_Items:_
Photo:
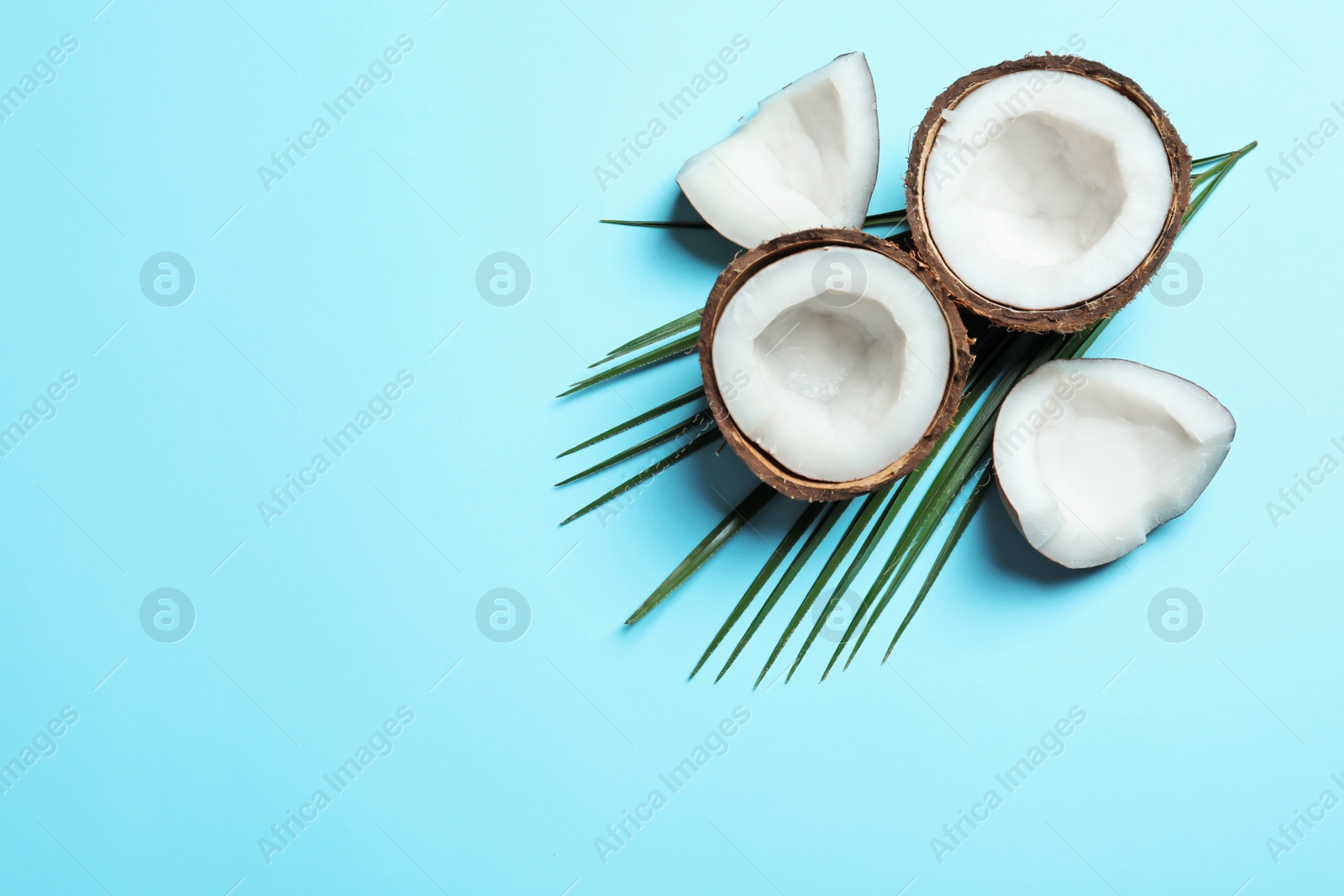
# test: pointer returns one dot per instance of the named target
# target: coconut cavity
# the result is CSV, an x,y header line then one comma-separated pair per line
x,y
1093,454
1046,188
833,360
806,159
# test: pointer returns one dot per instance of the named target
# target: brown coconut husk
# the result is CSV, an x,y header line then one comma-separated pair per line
x,y
759,461
1074,317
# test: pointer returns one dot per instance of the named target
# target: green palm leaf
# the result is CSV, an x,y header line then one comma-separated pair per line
x,y
696,422
832,512
732,524
776,558
958,526
680,454
683,345
1003,359
656,335
635,421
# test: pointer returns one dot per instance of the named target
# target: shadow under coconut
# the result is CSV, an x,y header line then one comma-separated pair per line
x,y
1011,553
703,244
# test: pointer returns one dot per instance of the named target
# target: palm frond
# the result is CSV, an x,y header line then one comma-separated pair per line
x,y
958,526
719,535
772,563
832,512
683,345
860,521
698,392
680,454
656,335
958,458
696,423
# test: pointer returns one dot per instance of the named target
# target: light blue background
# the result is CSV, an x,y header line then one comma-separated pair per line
x,y
362,259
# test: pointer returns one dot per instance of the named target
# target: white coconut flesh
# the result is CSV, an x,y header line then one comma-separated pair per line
x,y
1046,188
840,382
806,159
1093,454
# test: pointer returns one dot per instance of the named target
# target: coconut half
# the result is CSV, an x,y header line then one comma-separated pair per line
x,y
1095,454
1046,192
832,362
806,159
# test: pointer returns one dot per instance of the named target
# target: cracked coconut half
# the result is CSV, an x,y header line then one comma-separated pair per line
x,y
1046,192
1095,454
832,362
806,159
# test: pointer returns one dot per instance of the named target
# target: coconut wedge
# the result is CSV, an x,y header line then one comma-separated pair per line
x,y
832,362
806,159
1046,192
1095,454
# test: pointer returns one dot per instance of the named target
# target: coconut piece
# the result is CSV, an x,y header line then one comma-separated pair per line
x,y
1046,192
806,159
832,362
1095,454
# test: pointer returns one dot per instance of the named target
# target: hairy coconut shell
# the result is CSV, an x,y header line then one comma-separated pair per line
x,y
1073,317
759,461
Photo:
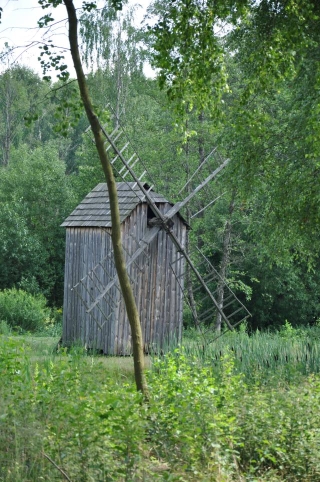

_Stated exercise:_
Locate every line of the material above that contains the word "half", and copy each of those lines.

_Answer to this problem:_
# target: coconut half
# target: cracked coconut half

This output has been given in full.